■ Source excerpt ■
— start —
What makes a CPU fast?

Posted: March 19, 2011 by ryanlecocq in Technology

Turbo?  Turbo!

If you don’t understand why a 3.4 gigahertz dual-core Pentium D is much slower than a 1.86 gigahertz Core2Duo, it isn’t your fault.  The problem is that the numbers clearly printed on the box don’t mean anything and won’t help you at all when choosing a new CPU.  Although the CPU frequencies do rate how fast the processor itself is, they in no way describe real world performance.

Another figure that is in smaller print is the Front-side Bus speed on Intel chips and the Hypertransport speed on AMD chips.  This is the first thing you need to know as it tells you how fast the processor can really send electricity through the motherboard.  On Intel chips each core runs at it’s internal rated frequency, but each core can only connect through the front-side bus to the Northbridge at the FSB’s rated speed (it gets slightly more complicated as the rated speed is a multiplier of the actual speed, but this is the layman’s explanation).  This means that a 1.8ghz CPU with two cores on a 1333mhz FSB can send it’s information  through the front-side bus about 60% faster than a CPU with an 800MHz FSB like the Pentium D.  There have been a few exceptions like Hyper-Threading technology, which attempt to circumvent this basic rule, but nothing has ever really worked.  So a Core2Duo with a 1333mhz front-side bus speed is much faster than a Pentium D with 800mhz front-side bus speed regardless of clock speed.  Hypertransport is much easier to understand as it just gives you the final figure of total rated transfer speed (in MTs megatransfers).  So an AM3 motherboard with a 3400MT rated speed can put 3400mhz through to the Northbridge at once regardless of cores or rated speeds.
— end —
■ Stored rows ■
— start —
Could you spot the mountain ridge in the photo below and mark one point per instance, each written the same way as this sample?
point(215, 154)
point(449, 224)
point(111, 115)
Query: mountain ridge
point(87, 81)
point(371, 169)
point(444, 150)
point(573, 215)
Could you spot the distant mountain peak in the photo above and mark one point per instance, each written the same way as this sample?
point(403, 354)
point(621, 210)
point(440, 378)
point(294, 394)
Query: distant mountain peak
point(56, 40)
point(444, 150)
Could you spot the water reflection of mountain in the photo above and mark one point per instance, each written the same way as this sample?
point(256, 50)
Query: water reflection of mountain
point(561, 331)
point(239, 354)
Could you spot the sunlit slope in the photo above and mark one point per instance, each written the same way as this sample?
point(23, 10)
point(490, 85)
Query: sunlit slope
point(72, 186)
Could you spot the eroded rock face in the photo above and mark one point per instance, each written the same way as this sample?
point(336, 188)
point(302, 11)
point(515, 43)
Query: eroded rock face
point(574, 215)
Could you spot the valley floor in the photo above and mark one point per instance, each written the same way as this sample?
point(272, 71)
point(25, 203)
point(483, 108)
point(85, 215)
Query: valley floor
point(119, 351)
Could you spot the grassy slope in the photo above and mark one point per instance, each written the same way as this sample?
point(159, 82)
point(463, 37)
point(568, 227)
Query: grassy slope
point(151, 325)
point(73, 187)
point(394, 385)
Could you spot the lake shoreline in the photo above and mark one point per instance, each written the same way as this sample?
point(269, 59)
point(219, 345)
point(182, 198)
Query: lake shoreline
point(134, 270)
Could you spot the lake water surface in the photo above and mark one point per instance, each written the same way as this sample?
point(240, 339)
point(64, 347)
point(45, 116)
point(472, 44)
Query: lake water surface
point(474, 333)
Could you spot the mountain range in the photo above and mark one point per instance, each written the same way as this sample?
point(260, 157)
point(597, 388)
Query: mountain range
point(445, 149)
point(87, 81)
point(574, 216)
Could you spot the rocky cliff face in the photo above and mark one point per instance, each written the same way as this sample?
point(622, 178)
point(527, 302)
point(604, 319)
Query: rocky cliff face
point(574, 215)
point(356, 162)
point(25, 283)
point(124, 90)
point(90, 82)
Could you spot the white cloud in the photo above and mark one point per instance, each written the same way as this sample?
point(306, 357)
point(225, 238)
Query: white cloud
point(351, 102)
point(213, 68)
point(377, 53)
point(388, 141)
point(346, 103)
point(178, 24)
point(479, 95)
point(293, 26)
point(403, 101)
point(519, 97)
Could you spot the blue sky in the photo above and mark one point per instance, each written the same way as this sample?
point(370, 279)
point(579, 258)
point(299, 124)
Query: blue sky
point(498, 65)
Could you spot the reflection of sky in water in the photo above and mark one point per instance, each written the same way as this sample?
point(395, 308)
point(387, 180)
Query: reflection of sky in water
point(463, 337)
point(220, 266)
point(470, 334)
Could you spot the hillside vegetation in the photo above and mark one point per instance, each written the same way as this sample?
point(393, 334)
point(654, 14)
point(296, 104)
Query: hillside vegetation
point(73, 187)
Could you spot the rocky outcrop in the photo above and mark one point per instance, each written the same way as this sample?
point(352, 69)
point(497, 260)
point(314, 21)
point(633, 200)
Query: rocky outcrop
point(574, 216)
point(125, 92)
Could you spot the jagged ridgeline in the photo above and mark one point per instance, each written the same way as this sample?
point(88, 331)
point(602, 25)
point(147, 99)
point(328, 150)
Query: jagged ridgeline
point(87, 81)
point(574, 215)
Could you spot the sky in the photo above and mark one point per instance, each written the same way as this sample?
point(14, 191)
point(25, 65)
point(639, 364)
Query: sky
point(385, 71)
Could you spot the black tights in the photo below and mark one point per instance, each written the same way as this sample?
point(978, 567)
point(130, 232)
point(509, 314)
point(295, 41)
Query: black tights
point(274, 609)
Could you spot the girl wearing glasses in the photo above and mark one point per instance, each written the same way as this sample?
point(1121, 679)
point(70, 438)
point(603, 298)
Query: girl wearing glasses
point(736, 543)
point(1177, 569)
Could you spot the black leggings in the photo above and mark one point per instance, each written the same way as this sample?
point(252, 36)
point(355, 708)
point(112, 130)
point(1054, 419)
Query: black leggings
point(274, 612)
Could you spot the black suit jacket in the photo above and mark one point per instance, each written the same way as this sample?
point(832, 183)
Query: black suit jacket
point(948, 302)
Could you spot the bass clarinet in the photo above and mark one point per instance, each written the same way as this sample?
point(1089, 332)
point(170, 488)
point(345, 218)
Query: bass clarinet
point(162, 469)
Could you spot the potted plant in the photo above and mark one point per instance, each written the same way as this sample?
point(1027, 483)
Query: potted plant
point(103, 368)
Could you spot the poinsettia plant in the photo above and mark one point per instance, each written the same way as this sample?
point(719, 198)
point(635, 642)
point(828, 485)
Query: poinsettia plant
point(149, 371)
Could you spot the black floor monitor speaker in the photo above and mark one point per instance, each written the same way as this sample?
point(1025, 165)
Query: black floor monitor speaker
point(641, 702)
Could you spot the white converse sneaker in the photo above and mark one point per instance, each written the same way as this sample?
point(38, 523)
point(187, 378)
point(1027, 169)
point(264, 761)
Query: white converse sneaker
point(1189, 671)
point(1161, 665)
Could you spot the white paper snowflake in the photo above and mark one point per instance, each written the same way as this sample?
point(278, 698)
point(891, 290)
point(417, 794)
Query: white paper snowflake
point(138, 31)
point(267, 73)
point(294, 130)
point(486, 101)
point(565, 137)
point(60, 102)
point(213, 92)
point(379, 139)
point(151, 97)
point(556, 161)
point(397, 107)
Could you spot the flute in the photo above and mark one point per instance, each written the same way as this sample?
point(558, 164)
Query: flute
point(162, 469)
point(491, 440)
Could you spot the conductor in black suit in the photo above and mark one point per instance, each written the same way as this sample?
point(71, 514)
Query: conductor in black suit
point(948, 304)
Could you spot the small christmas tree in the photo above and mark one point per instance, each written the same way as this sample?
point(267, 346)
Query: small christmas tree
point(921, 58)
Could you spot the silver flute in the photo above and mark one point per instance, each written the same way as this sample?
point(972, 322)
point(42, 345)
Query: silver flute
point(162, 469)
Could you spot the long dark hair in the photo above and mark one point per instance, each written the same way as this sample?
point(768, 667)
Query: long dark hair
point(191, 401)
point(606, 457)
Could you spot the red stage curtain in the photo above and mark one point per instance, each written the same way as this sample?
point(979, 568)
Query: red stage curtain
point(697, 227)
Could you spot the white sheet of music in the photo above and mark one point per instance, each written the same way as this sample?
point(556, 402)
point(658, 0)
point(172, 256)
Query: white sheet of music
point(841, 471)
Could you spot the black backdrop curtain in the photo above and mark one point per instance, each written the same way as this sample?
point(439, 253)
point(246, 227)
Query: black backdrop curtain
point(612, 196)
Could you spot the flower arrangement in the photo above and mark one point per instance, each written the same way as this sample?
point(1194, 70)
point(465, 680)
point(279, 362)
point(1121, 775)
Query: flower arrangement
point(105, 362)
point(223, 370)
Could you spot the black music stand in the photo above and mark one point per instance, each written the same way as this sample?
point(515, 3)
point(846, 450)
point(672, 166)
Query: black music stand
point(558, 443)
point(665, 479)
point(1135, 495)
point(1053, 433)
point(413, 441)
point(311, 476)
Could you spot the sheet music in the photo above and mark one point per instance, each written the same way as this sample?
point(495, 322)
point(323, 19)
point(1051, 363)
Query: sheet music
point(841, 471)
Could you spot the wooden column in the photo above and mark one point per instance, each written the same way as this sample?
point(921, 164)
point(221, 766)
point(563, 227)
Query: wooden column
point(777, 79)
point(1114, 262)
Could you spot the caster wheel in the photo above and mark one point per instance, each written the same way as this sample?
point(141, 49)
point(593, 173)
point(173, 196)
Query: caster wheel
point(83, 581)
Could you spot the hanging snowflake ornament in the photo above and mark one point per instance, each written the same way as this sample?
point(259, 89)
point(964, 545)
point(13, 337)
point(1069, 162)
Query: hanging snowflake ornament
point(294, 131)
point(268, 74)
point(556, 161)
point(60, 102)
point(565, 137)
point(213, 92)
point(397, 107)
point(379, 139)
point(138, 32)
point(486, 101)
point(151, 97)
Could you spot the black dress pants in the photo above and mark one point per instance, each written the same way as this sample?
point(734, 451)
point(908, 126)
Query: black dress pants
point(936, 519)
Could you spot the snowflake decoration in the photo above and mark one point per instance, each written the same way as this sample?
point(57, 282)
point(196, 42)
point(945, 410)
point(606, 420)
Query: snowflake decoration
— end —
— start —
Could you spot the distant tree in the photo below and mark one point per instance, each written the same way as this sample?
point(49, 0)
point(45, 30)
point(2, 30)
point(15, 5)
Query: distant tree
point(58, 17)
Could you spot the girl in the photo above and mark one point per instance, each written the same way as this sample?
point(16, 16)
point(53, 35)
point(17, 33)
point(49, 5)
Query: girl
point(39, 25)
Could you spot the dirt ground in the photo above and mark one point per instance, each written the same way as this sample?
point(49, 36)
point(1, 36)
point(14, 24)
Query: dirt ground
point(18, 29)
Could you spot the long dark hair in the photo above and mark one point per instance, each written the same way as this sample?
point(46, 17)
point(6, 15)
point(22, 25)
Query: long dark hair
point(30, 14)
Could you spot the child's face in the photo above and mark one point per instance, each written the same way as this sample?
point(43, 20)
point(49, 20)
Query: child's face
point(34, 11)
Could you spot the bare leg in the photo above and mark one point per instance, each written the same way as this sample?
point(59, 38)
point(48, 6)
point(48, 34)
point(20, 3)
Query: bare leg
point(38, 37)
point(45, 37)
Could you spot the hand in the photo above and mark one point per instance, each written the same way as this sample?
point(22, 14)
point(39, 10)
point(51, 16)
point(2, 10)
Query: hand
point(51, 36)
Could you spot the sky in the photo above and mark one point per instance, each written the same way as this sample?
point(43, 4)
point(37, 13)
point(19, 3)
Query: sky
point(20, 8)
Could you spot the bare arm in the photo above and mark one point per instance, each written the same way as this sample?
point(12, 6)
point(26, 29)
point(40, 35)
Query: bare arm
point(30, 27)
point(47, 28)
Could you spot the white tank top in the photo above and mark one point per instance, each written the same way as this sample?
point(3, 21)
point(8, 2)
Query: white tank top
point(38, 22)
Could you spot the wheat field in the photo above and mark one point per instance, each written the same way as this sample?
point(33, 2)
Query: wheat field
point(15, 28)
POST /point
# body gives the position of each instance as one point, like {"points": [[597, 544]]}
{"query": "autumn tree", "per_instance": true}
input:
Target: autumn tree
— end —
■ Challenges ■
a) Turn the part of the records that opens with the line containing "Could you spot the child's" and closes with the line containing "point(15, 28)" into a JSON list of strings, one string per line, with blank lines left out.
b) Continue the post on what makes a CPU fast, starting right after its last sentence.

■ The results ■
a)
[
  "Could you spot the child's face in the photo above and mark one point per instance, each written the same way as this sample?",
  "point(43, 20)",
  "point(49, 20)",
  "Query: child's face",
  "point(34, 11)",
  "Could you spot the bare leg in the photo above and mark one point per instance, each written the same way as this sample?",
  "point(59, 38)",
  "point(48, 6)",
  "point(48, 34)",
  "point(20, 3)",
  "Query: bare leg",
  "point(38, 37)",
  "point(45, 37)",
  "Could you spot the hand in the photo above and mark one point per instance, each written the same way as this sample?",
  "point(22, 14)",
  "point(39, 10)",
  "point(51, 16)",
  "point(2, 10)",
  "Query: hand",
  "point(51, 36)",
  "Could you spot the sky in the photo above and mark one point per instance, each written the same way as this sample?",
  "point(43, 4)",
  "point(37, 13)",
  "point(19, 3)",
  "Query: sky",
  "point(20, 8)",
  "Could you spot the bare arm in the photo above and mark one point per instance, each written the same way as this sample?",
  "point(12, 6)",
  "point(26, 29)",
  "point(40, 35)",
  "Query: bare arm",
  "point(30, 27)",
  "point(47, 28)",
  "Could you spot the white tank top in the photo above and mark one point per instance, each written the same way as this sample?",
  "point(3, 21)",
  "point(8, 2)",
  "Query: white tank top",
  "point(38, 22)",
  "Could you spot the wheat field in the photo above and mark one point per instance, each written the same way as this sample?",
  "point(33, 2)",
  "Query: wheat field",
  "point(15, 28)"
]

b)
Once you understand the MT speed that your CPU can actually perform at, we get into how to tell which processor at the same MT speed is faster.  This is where cache size does matter.  The level one, level two and now level 3 caches on CPUs allow the processor to use that extra speed that isn’t ready to go through the motherboard yet.  The cache saves the solutions to math already done so that they can be sent through the bus as soon as they are needed.  So this is how a quad-core processor with a 2mb L2 cache and a 6mb L3 cache is much, much faster than a dual-core with only a 1MB L2 cache.  Not only does the quad core have twice the cores with the same amount of L2 cache for each core, it has another level of cache to hold even larger amounts of data that can be sent through as many as 8 times more directions (circuits) at once.  So although both CPUs may be filling the entire 3400MT that can go through the board at once, the quad-core is pulling the solutions to FAQs off the top of it’s head, while the dual-core is trying to remember High School history.

I’m updating this now because when I wrote this I didn’t know much about why Intel chips were faster than AMD ones per core besides better instruction sets.  The CPU performance is generally measured in FLOPS or Floating-point Operations Per Second.  The floating point unit or units of a CPU determine how efficiently it can put data through all of those parts and circuits I described above.  Intel has stayed ahead in per-core performance by putting significant development into entirely new CPU designs every few years.  While AMD has taken longer between each cycle, but each cycle is about the same jump as that between Intel’s, they have fallen behind in the last 6-8 year period.  Intel’s CPUs are just plain faster at doing math and therefore do things better.  So even if AMD increases the bus speed, cache size and clock speed above an Intel chip, the Intel chip will still be faster in many cases because it is doing the initial calculations more efficiently.  So there ya go.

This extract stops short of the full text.